**The task**
Count the lines in the records below that contain the word "object", and reply with only that number.

**Stored data**

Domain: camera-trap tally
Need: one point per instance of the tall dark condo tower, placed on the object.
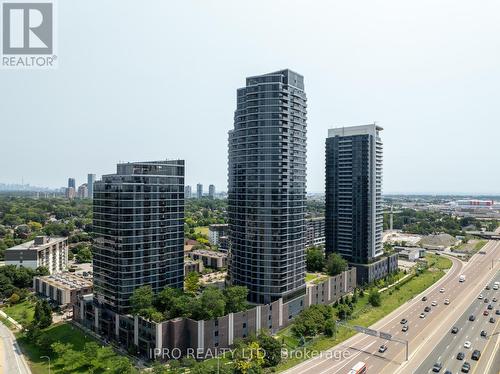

==

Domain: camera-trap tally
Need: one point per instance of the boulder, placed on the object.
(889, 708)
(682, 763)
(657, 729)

* * *

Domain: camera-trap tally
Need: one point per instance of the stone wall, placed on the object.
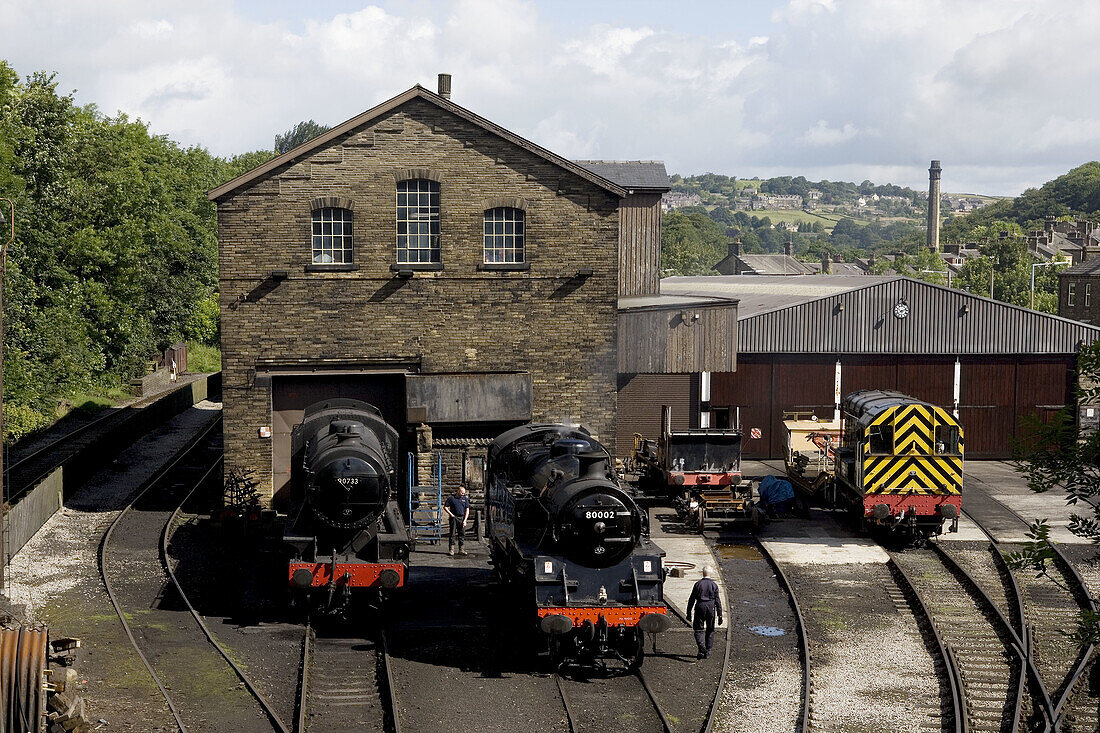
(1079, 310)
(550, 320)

**Finished exercise**
3